PROBLEM TO WORK ON
Pick out every line in the data below that contains the string "wall" and copy each of those lines in full. Treat uppercase and lowercase as different.

(Records from a collection)
Start
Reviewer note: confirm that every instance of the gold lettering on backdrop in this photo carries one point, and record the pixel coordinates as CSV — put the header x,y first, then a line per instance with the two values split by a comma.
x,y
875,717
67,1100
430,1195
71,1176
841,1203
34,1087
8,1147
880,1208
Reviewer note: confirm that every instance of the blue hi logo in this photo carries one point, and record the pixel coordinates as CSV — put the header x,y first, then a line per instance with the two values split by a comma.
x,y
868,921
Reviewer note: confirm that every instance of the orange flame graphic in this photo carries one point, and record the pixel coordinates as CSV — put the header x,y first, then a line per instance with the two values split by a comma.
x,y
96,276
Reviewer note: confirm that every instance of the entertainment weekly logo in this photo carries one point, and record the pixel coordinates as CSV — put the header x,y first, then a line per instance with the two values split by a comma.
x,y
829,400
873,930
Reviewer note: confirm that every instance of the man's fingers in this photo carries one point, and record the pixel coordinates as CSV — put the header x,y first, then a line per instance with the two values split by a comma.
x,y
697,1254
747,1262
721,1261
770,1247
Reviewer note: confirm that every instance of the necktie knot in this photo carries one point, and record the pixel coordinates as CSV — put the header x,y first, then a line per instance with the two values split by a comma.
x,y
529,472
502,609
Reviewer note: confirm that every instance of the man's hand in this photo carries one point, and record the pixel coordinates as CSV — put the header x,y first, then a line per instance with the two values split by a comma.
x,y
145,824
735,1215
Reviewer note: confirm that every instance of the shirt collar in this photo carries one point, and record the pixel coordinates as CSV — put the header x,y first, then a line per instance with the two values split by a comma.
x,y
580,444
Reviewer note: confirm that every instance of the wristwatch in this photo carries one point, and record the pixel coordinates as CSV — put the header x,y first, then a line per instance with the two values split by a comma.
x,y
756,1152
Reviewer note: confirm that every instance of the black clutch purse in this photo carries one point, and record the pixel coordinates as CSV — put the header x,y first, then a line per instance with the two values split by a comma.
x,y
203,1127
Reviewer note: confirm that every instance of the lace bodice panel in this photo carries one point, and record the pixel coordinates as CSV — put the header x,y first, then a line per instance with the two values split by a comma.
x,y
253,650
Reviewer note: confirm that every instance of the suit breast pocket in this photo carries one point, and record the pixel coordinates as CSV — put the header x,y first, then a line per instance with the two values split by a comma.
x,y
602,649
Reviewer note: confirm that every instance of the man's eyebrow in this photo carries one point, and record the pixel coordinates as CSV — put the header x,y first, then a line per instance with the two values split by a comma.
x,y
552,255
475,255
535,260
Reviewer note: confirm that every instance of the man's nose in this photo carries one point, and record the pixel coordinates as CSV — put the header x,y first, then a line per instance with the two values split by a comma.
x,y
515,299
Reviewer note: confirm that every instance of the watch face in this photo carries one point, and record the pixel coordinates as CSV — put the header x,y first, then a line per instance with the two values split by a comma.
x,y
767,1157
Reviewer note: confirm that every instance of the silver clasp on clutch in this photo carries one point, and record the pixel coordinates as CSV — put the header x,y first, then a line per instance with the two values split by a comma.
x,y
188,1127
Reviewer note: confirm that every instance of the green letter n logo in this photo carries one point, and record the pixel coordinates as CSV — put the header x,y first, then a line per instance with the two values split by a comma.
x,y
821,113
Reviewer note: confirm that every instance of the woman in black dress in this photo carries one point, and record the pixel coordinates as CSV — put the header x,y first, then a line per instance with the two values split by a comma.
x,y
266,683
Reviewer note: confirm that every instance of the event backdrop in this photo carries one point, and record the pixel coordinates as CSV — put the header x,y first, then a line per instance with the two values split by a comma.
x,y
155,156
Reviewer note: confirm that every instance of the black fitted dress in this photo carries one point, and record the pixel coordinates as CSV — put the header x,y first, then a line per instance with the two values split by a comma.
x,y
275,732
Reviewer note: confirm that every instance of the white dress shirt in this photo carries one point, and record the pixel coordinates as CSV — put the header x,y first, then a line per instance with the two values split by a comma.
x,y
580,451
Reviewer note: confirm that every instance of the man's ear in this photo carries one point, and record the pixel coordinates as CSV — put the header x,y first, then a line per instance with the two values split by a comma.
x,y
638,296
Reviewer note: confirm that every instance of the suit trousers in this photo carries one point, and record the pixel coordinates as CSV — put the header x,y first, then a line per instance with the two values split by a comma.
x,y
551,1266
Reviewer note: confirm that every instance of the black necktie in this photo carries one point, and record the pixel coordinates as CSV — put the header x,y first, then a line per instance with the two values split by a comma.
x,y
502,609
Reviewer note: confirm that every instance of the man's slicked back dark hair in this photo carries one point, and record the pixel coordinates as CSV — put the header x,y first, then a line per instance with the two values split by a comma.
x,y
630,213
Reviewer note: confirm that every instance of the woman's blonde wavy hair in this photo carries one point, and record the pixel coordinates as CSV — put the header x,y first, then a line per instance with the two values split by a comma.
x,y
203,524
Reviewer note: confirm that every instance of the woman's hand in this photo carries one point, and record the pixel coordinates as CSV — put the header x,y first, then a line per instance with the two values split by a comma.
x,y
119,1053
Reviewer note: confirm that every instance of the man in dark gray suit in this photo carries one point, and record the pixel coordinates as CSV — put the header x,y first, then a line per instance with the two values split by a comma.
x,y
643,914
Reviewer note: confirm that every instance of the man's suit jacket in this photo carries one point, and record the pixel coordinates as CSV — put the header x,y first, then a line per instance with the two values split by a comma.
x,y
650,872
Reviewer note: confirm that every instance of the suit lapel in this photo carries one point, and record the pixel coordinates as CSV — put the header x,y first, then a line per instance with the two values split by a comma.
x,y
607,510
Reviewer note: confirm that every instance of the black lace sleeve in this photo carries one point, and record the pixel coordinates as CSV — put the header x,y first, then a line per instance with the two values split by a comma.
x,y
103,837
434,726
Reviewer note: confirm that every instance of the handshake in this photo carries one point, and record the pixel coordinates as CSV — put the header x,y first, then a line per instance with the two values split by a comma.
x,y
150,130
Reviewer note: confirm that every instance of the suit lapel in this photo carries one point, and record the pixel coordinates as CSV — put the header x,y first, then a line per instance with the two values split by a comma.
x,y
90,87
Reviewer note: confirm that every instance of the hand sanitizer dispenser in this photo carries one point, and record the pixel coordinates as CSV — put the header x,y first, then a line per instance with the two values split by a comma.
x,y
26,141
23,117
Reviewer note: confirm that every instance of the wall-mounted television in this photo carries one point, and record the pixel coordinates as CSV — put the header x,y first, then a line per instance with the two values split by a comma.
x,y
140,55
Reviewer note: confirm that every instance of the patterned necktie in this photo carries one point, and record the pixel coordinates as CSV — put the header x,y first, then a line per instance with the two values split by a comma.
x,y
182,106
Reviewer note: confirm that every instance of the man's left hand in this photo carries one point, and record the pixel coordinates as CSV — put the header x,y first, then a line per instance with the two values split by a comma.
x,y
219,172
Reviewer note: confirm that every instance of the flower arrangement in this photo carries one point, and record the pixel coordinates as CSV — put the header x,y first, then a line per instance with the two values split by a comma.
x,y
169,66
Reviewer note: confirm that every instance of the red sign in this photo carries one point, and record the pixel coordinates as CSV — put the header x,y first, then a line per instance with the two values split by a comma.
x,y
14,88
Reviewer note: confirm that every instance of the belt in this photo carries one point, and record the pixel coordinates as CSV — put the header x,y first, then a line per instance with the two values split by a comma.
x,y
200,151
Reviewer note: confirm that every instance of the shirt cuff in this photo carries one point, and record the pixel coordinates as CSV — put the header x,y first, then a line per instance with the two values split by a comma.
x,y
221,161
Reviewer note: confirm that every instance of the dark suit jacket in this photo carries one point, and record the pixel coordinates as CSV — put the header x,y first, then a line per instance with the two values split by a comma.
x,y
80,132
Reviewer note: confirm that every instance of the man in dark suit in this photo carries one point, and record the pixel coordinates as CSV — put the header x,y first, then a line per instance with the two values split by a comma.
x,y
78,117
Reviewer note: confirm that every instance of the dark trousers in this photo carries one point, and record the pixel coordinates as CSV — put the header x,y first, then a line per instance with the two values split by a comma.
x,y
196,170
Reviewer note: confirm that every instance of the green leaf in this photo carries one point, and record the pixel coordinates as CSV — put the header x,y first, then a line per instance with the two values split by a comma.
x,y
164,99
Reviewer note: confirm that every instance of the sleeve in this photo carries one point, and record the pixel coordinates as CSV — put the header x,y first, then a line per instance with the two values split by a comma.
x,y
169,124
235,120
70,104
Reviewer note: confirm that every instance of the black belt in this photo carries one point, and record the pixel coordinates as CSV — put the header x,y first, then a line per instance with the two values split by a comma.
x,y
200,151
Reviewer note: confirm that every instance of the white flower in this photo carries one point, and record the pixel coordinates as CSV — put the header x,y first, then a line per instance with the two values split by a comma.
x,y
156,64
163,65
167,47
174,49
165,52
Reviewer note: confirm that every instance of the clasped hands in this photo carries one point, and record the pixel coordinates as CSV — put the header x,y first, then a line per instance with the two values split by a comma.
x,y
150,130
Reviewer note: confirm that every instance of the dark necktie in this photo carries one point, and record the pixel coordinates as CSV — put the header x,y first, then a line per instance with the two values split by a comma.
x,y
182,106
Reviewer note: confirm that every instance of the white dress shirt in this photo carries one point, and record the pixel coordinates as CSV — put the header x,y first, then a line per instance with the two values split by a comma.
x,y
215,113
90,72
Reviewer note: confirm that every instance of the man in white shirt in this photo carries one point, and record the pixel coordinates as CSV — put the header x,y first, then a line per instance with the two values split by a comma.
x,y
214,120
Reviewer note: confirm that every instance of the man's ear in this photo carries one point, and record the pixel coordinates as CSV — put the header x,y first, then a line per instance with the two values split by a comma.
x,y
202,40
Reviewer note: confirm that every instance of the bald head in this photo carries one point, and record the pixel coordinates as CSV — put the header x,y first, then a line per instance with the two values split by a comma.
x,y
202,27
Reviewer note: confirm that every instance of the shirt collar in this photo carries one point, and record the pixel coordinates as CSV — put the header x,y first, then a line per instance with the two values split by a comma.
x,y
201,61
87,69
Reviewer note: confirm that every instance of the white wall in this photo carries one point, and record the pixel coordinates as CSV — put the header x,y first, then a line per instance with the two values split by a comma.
End
TASK OUTPUT
Reviewer note: confirm that every instance of the wall-mounted television in this photo carries one point, and record the pixel coordinates as CSV — put the header x,y first, then a line per instance with the two values split by a comma.
Reviewer note: confirm that every instance of the white wall in this photo carries one point, and record the pixel coordinates as CSV — put the header x,y first, then a line per instance with the two values split by a comma.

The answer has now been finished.